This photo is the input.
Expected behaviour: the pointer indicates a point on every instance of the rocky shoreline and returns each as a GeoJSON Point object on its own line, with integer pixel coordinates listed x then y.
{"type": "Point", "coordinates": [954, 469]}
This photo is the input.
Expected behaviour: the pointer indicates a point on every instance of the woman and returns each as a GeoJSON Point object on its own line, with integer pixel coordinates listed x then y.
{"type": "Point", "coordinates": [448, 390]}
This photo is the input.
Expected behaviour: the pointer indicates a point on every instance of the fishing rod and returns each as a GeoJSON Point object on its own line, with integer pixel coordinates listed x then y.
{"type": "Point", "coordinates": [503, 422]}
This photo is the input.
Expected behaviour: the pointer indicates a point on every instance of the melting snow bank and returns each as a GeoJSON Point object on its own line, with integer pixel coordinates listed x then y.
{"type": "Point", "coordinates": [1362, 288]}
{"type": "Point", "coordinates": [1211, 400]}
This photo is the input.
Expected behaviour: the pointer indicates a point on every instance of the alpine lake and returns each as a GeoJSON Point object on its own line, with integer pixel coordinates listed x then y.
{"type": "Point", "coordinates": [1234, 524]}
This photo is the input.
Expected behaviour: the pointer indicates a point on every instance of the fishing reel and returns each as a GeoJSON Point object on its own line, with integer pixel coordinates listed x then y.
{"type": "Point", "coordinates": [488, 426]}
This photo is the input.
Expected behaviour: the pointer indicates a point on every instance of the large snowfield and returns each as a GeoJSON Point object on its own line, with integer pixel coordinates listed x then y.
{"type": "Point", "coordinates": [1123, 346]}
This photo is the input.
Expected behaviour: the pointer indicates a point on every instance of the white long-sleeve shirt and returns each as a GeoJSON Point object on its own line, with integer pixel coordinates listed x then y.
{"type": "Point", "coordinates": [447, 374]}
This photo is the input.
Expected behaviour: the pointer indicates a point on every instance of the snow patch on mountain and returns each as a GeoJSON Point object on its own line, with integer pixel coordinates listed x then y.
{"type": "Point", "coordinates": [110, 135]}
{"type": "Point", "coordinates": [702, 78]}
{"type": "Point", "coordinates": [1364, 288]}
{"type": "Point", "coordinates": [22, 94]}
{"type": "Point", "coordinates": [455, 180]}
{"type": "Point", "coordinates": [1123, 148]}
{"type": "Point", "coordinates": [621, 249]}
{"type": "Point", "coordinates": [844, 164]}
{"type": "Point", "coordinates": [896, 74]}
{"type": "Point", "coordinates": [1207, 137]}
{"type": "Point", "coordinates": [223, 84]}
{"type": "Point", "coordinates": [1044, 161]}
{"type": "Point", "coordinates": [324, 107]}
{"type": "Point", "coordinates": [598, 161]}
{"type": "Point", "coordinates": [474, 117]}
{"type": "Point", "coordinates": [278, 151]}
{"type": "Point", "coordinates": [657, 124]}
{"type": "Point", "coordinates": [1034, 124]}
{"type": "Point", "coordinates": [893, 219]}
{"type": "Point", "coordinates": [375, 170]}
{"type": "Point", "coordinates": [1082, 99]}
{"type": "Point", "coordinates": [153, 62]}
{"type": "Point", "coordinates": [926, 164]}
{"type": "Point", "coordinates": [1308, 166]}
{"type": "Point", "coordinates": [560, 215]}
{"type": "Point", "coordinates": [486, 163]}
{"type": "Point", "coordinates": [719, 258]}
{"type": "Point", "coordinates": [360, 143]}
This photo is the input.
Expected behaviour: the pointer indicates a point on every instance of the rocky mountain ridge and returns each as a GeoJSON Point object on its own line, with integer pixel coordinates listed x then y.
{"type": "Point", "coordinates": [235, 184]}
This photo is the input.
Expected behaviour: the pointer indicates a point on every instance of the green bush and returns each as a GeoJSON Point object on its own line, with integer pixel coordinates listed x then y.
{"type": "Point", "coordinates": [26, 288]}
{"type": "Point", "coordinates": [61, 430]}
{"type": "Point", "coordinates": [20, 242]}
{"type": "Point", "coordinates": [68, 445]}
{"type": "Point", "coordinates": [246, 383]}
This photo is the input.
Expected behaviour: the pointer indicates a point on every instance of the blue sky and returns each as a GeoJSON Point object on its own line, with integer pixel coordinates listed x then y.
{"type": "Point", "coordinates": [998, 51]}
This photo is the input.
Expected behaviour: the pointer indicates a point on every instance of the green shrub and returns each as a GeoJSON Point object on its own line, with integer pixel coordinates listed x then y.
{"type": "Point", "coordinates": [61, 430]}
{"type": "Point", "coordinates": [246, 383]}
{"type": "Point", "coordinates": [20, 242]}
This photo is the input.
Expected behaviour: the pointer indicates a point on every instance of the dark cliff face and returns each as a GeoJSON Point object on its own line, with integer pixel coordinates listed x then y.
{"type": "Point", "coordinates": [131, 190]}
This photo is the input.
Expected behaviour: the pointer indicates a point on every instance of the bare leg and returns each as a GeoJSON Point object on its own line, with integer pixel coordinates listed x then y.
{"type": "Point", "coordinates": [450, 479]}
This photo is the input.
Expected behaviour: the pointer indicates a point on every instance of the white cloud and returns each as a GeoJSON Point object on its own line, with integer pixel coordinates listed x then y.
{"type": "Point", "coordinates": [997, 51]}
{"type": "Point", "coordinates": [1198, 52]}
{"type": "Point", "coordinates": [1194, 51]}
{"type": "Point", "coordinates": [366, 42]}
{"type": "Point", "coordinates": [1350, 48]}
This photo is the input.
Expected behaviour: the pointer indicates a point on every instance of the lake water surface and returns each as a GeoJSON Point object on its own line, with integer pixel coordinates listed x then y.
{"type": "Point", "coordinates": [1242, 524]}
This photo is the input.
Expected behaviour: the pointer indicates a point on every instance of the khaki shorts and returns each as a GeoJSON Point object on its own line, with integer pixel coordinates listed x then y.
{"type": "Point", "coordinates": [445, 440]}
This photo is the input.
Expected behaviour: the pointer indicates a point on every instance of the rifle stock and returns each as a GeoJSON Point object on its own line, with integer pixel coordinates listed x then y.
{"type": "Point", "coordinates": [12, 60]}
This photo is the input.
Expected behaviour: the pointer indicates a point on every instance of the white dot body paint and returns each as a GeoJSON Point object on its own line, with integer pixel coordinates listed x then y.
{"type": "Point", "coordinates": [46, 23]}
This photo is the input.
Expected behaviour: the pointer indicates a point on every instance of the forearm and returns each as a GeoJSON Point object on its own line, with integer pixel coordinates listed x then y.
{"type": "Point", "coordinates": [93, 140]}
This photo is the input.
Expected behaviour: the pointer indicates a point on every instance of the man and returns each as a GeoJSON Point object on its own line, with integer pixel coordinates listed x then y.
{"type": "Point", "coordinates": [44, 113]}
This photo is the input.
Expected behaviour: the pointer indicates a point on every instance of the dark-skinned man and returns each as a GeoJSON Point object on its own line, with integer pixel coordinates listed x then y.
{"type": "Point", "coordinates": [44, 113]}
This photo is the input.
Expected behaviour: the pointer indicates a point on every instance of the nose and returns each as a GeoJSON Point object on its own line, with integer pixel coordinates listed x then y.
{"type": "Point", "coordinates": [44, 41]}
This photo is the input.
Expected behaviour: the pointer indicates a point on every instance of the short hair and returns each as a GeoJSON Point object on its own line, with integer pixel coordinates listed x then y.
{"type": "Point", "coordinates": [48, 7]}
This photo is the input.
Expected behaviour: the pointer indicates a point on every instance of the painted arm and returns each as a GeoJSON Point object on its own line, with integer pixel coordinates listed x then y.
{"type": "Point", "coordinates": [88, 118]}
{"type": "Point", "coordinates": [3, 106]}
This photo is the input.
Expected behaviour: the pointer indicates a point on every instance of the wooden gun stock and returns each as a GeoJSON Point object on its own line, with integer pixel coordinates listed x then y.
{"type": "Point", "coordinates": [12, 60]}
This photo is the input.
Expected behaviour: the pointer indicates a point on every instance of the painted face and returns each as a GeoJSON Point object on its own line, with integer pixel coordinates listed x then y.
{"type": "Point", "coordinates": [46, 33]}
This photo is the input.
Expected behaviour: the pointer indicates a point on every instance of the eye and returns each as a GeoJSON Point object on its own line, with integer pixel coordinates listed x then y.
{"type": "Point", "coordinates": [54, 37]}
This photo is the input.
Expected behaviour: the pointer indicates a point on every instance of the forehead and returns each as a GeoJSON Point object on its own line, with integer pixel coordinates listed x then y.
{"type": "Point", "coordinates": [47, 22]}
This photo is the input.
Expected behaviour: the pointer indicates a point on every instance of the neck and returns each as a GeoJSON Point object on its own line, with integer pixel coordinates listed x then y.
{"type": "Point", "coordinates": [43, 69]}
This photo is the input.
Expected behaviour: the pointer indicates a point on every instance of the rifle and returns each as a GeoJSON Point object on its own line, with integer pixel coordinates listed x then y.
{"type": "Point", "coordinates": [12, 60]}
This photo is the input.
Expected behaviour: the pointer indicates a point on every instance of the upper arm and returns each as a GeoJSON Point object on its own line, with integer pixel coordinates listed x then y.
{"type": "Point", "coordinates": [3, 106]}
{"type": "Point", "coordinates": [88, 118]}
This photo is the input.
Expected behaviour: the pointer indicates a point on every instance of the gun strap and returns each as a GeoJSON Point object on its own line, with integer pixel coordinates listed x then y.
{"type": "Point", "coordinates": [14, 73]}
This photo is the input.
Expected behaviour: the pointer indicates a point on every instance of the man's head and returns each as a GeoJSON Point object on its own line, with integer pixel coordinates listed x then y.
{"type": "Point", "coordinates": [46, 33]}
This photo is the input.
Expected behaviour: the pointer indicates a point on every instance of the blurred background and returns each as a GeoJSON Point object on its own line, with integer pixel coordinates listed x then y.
_ _ _ _ _ _ _
Copy exactly the lines that begin with the one containing "of the neck" and continue to the end of the records, both included, and nothing more.

Expected behaviour: the pointer indicates a point on every instance of the neck and returns each as a GeoJSON Point object on its own line, with integer pixel coordinates listed x then y.
{"type": "Point", "coordinates": [43, 69]}
This photo is the input.
Expected behaviour: the pointer indicates a point on every instance of the rifle and returns each as a GeoJSON Point object on its own line, with integer pixel coordinates listed x then y.
{"type": "Point", "coordinates": [12, 60]}
This photo is the input.
Expected behaviour: the pointer indicates a point on every instance of the upper arm and returns each as a GeoJSON Point object on its own line, with integer pixel coordinates listed x then y.
{"type": "Point", "coordinates": [3, 106]}
{"type": "Point", "coordinates": [88, 118]}
This photo is the input.
Expected behaviour: the pointer indicates a point on every instance of the gun strap and returns each as a GeoJSON Point object on its own line, with integer pixel coordinates listed x then y.
{"type": "Point", "coordinates": [14, 73]}
This photo is the input.
Expected behaviour: the pointer indicates a point on every instance of the man's head and returns each as a GeoJSON Point object on its own line, with integer pixel coordinates listed x then y.
{"type": "Point", "coordinates": [46, 33]}
This photo is the input.
Expected behaviour: the pointer indicates a point on every instance of the blurred background and returns each as a GeoJSON Point object on its own line, with integer pixel coordinates listed x then y.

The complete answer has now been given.